■ **Data**
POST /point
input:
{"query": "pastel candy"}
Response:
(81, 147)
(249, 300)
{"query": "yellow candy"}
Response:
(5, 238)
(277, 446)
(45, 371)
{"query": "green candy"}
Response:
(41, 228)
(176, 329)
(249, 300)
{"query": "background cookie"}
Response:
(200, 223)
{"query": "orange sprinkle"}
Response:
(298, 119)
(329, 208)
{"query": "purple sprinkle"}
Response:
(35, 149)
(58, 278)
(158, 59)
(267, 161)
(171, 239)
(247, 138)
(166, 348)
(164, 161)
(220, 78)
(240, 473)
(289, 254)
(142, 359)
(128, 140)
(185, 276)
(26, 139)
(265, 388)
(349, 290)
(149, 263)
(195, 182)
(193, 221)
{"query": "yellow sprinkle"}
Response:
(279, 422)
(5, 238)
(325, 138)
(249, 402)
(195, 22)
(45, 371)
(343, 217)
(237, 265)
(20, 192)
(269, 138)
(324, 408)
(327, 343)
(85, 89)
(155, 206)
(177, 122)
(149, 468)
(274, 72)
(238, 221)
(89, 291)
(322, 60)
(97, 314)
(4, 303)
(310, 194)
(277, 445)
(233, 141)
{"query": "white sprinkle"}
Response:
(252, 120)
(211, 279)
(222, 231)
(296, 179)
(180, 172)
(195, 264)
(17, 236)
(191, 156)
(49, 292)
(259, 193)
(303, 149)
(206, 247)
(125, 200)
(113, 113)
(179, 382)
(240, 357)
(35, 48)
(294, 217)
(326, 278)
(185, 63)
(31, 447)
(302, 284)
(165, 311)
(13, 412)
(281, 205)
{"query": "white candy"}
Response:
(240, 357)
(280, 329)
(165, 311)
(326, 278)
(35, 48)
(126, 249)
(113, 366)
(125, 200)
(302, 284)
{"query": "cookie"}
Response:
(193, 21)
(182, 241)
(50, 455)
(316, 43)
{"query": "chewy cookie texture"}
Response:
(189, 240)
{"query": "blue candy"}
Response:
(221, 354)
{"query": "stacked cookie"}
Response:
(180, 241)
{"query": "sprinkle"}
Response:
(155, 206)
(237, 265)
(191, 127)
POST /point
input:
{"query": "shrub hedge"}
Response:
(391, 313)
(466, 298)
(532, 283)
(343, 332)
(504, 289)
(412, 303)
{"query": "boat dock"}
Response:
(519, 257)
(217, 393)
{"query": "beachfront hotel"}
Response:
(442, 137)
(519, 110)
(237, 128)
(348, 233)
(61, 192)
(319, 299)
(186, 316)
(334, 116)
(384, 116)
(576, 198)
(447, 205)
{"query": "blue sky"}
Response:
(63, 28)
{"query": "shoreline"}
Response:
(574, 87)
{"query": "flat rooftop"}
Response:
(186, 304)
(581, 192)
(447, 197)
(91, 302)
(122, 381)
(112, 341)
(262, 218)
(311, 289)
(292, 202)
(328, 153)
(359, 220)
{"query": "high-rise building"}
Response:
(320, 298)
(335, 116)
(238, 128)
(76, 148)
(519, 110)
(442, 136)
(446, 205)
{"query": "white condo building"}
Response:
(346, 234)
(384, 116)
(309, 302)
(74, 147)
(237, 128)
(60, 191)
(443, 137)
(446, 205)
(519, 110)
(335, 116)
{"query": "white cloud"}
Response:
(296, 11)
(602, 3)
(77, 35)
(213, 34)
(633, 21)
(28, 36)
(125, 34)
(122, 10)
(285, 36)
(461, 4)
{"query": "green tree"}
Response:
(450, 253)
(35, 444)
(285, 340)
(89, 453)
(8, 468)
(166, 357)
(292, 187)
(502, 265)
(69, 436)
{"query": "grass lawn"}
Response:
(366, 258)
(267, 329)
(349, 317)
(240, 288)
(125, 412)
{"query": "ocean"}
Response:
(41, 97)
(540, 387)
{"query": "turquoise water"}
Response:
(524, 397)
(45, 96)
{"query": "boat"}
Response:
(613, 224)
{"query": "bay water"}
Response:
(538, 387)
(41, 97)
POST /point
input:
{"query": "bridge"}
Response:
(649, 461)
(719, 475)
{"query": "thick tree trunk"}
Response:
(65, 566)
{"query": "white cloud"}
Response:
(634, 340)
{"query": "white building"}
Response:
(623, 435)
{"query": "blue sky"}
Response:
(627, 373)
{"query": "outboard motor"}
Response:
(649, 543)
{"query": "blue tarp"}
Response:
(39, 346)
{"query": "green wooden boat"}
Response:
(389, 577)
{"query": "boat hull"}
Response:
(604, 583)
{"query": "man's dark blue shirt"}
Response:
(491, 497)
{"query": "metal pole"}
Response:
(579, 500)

■ **Problem to work on**
Retype all of the material exactly as it stands above.

■ **Problem solution**
POST /point
input:
{"query": "pastel candy"}
Response:
(81, 147)
(249, 300)
{"query": "yellow candy"}
Response:
(5, 238)
(277, 446)
(45, 371)
{"query": "green candy"}
Response:
(41, 228)
(176, 329)
(249, 300)
{"query": "background cookie"}
Response:
(200, 223)
{"query": "orange sprinkle"}
Response:
(298, 119)
(329, 208)
{"query": "purple sprinkle"}
Response:
(35, 149)
(58, 278)
(158, 59)
(267, 161)
(171, 239)
(247, 138)
(166, 348)
(164, 161)
(220, 78)
(240, 473)
(289, 254)
(142, 359)
(128, 140)
(185, 276)
(26, 139)
(265, 388)
(349, 290)
(149, 263)
(195, 182)
(193, 221)
{"query": "yellow sprinkle"}
Response:
(279, 422)
(5, 238)
(325, 138)
(249, 402)
(195, 22)
(45, 371)
(343, 217)
(237, 265)
(20, 192)
(269, 138)
(324, 408)
(327, 343)
(85, 89)
(155, 206)
(177, 122)
(149, 468)
(274, 72)
(238, 221)
(89, 291)
(322, 60)
(97, 314)
(4, 303)
(310, 194)
(277, 445)
(233, 141)
{"query": "white sprinkle"}
Response:
(252, 120)
(211, 279)
(222, 231)
(296, 179)
(180, 172)
(195, 264)
(17, 236)
(191, 156)
(49, 292)
(259, 193)
(303, 149)
(206, 247)
(125, 200)
(113, 113)
(179, 382)
(240, 357)
(35, 48)
(294, 217)
(326, 278)
(185, 63)
(31, 447)
(302, 284)
(165, 311)
(13, 412)
(281, 205)
{"query": "white candy"}
Response:
(240, 357)
(280, 329)
(165, 311)
(326, 278)
(35, 48)
(126, 249)
(113, 366)
(125, 200)
(302, 284)
{"query": "cookie"}
Response:
(193, 21)
(182, 241)
(50, 455)
(316, 43)
{"query": "chewy cookie texture"}
Response:
(189, 240)
{"query": "blue candy"}
Response:
(221, 354)
{"query": "stacked cookie"}
Response:
(180, 241)
{"query": "sprinkle"}
Response:
(155, 206)
(237, 265)
(191, 127)
POST /point
input:
{"query": "shrub hedge"}
Response:
(391, 313)
(466, 298)
(532, 283)
(343, 332)
(504, 289)
(412, 303)
{"query": "boat dock"}
Response:
(519, 257)
(217, 393)
{"query": "beachfront hotel"}
Response:
(442, 137)
(519, 110)
(237, 128)
(348, 233)
(61, 192)
(319, 299)
(186, 316)
(334, 116)
(384, 116)
(576, 198)
(447, 205)
{"query": "blue sky"}
Response:
(63, 28)
{"query": "shoreline"}
Response:
(574, 87)
{"query": "flat rooftop"}
Response:
(186, 304)
(581, 192)
(447, 197)
(91, 302)
(122, 381)
(112, 341)
(262, 218)
(311, 289)
(292, 202)
(328, 153)
(359, 220)
{"query": "high-rise building"}
Response:
(320, 298)
(335, 116)
(238, 128)
(76, 148)
(519, 110)
(442, 136)
(446, 205)
{"query": "white condo building"}
Response:
(346, 234)
(384, 116)
(309, 302)
(74, 147)
(237, 128)
(60, 191)
(443, 137)
(446, 205)
(519, 110)
(335, 116)
{"query": "white cloud"}
Response:
(296, 11)
(602, 3)
(77, 35)
(213, 34)
(633, 21)
(28, 36)
(125, 34)
(122, 10)
(285, 36)
(461, 4)
{"query": "green tree"}
Response:
(450, 253)
(35, 444)
(285, 340)
(89, 453)
(8, 468)
(166, 357)
(292, 187)
(502, 265)
(69, 436)
{"query": "grass lawn"}
Response:
(366, 258)
(267, 329)
(349, 317)
(240, 288)
(125, 412)
{"query": "ocean"}
Response:
(41, 97)
(540, 387)
{"query": "turquoise water"}
Response:
(524, 397)
(45, 96)
{"query": "boat"}
Response:
(613, 224)
{"query": "bay water"}
Response:
(538, 387)
(41, 97)
POST /point
input:
{"query": "bridge"}
Response:
(649, 461)
(719, 475)
{"query": "thick tree trunk"}
Response:
(65, 566)
{"query": "white cloud"}
Response:
(634, 340)
{"query": "white building"}
Response:
(623, 435)
{"query": "blue sky"}
Response:
(627, 373)
{"query": "outboard motor"}
Response:
(649, 543)
{"query": "blue tarp"}
Response:
(39, 346)
{"query": "green wooden boat"}
Response:
(389, 577)
{"query": "boat hull"}
Response:
(604, 583)
{"query": "man's dark blue shirt"}
Response:
(491, 497)
{"query": "metal pole"}
Response:
(579, 500)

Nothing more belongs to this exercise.